## What the task requires
Edit the part that opens with the line containing "[ dog's nose ]" and closes with the line containing "top-left (868, 106), bottom-right (920, 158)": replace "chimney" with "smokestack", leave everything else unchanged, and return only those lines.

START Exercise materials

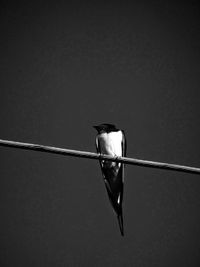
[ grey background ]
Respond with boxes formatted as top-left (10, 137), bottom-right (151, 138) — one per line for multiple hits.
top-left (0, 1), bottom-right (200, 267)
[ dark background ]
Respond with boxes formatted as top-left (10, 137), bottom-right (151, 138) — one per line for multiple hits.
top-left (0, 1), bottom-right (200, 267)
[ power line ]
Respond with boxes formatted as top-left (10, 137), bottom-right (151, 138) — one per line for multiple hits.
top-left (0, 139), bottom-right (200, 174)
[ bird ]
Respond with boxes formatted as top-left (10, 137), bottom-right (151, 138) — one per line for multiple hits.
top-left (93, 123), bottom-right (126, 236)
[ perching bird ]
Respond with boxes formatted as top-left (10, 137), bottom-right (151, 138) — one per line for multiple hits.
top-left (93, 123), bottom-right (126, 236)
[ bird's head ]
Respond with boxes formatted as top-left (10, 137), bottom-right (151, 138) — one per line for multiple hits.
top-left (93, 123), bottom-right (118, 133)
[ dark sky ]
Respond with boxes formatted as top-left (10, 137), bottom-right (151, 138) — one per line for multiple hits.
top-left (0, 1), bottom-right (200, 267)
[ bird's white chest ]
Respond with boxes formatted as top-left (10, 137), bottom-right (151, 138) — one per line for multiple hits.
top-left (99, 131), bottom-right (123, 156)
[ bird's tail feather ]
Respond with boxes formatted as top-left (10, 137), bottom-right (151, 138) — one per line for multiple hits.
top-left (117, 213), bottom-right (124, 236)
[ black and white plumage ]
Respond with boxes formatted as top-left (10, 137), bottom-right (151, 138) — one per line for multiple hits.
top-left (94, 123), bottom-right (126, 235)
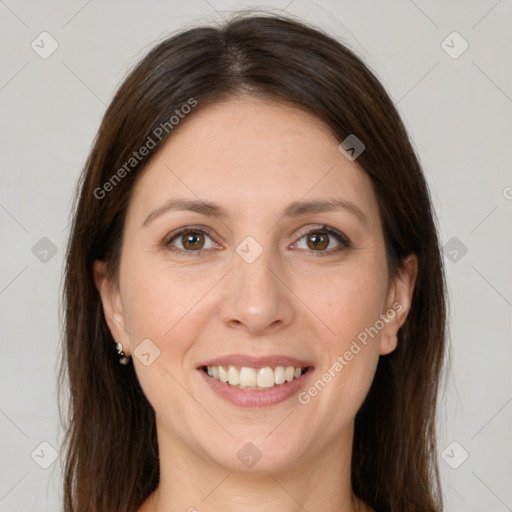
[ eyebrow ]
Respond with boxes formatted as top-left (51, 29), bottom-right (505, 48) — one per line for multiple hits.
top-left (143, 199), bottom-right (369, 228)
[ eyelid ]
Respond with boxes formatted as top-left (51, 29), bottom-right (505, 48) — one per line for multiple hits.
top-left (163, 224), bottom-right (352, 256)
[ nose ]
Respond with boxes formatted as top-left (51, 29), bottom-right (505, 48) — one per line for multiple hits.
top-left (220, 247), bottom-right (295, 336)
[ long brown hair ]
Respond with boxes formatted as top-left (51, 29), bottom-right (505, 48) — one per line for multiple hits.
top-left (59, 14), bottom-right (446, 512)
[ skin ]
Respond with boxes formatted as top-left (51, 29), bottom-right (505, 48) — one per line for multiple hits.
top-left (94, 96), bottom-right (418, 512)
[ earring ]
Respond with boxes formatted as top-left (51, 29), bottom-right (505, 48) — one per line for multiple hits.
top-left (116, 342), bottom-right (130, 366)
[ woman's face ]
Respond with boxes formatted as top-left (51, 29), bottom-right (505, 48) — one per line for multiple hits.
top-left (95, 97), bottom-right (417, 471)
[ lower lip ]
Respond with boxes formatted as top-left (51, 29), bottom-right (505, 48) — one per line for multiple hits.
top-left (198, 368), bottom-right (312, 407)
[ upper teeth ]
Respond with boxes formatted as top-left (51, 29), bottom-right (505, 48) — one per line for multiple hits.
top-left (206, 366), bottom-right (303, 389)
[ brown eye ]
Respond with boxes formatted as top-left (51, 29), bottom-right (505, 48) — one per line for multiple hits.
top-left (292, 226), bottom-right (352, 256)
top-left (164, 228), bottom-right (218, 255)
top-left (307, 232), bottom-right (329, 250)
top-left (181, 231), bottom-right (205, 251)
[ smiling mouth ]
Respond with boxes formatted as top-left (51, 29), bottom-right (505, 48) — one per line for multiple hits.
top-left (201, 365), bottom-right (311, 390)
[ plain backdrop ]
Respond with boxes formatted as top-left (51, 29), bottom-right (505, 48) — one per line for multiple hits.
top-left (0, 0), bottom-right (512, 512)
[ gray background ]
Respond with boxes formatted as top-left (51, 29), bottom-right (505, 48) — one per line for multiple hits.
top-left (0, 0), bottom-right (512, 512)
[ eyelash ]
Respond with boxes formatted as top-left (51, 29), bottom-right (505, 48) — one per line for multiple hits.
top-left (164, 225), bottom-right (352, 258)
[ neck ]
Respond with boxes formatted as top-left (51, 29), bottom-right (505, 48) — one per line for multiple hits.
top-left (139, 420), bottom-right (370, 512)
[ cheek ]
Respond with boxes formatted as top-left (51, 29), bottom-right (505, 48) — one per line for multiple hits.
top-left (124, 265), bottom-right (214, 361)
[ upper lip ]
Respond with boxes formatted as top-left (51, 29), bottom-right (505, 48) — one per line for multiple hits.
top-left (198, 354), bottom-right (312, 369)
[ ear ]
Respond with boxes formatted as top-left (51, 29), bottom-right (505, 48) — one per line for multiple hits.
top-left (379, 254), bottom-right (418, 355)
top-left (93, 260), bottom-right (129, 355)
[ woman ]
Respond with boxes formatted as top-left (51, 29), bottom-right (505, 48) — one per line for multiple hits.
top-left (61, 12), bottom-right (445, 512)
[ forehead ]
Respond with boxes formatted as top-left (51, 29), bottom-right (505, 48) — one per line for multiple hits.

END Exercise materials
START Exercise materials

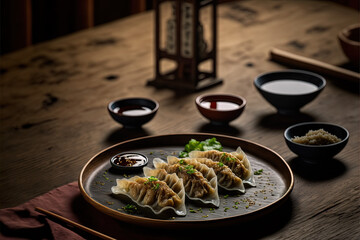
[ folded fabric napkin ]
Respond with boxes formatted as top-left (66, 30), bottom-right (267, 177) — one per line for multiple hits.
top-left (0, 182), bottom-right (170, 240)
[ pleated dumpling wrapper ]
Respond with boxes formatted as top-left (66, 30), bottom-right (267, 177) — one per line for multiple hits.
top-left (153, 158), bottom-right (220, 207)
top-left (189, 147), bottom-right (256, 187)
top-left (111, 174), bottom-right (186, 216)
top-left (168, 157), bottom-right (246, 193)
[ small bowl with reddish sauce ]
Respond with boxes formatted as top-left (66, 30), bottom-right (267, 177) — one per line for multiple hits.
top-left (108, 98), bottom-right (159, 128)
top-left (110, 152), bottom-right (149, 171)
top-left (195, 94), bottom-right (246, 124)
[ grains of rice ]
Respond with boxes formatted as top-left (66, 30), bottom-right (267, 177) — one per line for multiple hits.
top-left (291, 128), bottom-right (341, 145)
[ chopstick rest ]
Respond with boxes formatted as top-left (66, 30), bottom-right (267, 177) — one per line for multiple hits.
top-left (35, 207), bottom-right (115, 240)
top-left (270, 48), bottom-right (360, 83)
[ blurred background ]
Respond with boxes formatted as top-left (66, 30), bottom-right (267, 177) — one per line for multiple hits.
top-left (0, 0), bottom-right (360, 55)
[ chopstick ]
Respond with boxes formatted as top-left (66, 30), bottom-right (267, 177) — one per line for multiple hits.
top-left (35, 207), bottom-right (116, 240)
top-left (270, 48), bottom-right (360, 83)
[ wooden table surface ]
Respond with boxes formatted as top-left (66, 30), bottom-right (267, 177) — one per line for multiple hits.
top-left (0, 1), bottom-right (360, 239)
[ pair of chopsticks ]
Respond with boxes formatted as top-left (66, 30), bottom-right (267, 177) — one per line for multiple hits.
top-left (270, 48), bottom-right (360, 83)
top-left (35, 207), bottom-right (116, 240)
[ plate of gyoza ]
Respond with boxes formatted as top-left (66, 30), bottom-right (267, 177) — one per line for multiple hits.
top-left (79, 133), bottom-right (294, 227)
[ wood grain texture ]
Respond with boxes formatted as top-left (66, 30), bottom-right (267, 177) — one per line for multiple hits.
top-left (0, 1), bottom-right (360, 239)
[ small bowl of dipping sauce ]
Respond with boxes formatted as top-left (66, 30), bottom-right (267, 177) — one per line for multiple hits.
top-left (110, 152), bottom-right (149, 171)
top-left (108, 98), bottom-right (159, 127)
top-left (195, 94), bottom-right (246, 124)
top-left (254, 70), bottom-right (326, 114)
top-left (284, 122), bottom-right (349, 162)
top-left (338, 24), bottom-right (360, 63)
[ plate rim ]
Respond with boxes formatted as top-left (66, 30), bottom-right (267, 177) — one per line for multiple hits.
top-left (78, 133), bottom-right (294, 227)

END Exercise materials
START Exercise materials

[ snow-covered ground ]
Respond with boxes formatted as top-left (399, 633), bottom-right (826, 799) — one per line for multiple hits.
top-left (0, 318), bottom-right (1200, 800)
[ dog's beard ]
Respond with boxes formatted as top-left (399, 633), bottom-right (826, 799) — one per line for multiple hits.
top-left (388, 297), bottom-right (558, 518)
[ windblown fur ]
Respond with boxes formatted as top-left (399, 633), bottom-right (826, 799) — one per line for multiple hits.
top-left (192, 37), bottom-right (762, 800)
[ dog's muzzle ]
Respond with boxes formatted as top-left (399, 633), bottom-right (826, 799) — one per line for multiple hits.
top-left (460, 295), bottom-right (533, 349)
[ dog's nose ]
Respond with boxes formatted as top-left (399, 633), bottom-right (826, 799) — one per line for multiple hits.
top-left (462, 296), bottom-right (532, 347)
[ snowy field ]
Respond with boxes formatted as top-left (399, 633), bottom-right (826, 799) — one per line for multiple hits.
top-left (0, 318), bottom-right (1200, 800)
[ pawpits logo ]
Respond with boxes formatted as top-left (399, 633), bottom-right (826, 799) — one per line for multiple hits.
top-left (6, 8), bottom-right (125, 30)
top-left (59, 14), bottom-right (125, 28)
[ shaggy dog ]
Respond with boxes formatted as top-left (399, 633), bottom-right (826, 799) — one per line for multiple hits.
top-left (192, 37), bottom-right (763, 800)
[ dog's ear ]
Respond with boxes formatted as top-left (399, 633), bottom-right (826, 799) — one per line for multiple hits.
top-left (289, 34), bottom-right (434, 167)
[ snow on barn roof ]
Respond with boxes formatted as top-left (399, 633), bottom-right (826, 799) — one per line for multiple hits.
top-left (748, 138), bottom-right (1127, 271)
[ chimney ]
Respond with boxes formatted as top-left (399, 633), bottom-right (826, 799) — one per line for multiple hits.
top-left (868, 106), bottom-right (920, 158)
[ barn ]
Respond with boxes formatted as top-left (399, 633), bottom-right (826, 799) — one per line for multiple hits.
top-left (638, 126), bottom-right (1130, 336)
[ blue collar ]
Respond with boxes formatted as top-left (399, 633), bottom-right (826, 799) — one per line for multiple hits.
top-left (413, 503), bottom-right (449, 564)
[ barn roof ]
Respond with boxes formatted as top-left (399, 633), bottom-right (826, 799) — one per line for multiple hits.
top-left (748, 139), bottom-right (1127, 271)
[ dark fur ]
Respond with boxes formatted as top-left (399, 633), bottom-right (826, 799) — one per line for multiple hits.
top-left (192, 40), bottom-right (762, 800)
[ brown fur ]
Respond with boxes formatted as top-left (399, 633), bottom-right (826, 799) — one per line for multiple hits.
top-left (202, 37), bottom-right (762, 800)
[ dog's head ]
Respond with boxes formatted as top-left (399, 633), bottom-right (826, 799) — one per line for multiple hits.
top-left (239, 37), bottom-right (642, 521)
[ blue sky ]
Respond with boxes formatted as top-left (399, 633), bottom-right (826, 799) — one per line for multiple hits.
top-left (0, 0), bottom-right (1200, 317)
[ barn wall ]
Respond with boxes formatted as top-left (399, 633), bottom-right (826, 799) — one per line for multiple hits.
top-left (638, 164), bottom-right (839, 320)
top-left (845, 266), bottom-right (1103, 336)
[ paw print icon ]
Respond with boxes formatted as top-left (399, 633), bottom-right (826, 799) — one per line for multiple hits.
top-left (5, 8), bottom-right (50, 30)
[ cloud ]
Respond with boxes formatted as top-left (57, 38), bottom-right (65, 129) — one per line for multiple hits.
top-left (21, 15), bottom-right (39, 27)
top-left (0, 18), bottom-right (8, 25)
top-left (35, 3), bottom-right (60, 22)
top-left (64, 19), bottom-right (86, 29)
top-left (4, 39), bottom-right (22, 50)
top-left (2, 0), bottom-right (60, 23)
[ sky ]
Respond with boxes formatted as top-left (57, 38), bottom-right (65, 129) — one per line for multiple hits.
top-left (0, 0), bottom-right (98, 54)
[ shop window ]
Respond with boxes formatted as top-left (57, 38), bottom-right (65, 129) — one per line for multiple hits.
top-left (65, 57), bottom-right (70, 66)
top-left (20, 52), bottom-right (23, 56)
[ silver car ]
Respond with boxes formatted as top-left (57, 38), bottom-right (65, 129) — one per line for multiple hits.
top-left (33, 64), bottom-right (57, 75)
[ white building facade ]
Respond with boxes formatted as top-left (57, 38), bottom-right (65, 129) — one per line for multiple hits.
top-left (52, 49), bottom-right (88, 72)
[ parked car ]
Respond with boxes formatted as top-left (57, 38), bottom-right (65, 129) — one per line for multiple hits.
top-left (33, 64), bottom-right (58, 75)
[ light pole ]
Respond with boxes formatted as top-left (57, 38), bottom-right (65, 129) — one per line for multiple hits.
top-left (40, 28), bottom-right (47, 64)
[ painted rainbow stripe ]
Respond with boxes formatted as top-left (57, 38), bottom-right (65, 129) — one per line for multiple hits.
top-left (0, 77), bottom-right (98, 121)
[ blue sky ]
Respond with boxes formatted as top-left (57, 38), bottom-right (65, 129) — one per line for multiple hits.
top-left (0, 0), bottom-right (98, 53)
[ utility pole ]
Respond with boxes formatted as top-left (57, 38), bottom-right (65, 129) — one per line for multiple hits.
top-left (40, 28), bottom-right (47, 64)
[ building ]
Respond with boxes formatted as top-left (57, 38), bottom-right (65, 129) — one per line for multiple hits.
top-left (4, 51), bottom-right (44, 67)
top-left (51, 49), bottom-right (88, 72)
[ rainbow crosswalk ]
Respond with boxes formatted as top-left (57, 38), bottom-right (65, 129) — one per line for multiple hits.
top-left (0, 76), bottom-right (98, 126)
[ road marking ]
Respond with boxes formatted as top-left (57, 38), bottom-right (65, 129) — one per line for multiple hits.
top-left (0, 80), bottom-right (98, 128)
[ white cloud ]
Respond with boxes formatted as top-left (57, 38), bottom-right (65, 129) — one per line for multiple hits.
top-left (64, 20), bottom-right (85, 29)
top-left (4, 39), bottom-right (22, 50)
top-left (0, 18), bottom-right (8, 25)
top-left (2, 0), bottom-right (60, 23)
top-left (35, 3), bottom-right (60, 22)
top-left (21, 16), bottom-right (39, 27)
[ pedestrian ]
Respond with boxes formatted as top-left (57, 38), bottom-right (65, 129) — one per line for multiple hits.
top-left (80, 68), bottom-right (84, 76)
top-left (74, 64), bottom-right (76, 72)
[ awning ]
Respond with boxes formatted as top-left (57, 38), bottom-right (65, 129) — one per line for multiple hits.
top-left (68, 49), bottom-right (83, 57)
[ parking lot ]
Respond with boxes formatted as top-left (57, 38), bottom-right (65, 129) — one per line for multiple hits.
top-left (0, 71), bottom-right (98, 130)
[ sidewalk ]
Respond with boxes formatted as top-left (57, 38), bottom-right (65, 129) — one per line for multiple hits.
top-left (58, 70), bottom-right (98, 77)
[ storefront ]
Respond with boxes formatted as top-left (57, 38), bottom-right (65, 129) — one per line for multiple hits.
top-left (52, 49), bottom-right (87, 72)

END Exercise materials

## Full response
[ dog's nose ]
Respond with boxes formatted as top-left (399, 633), bottom-right (826, 799) — one per line for multiple hits.
top-left (462, 296), bottom-right (532, 347)
[ snowy field ]
Respond with boxes formatted as top-left (399, 633), bottom-right (826, 799) — one per line for multiple hits.
top-left (0, 318), bottom-right (1200, 800)
[ pawpits logo ]
Respond with boxes formatted as top-left (399, 633), bottom-right (826, 799) — one per line for multiple hits.
top-left (6, 8), bottom-right (125, 30)
top-left (59, 14), bottom-right (125, 28)
[ shaggy dog ]
Respond with boxes formatted as top-left (399, 633), bottom-right (826, 799) — one per line for multiple hits.
top-left (192, 37), bottom-right (763, 800)
[ dog's ear ]
Respond with boxes formatted as top-left (399, 633), bottom-right (826, 799) — one per line for multiple hits.
top-left (289, 34), bottom-right (434, 167)
[ snow on barn roof ]
Respond with boxes formatted as top-left (399, 633), bottom-right (826, 799) — one per line for multiple hits.
top-left (748, 138), bottom-right (1127, 271)
[ smokestack ]
Respond with boxes formatted as top-left (399, 633), bottom-right (826, 799) — one per line for multiple hits.
top-left (868, 106), bottom-right (920, 158)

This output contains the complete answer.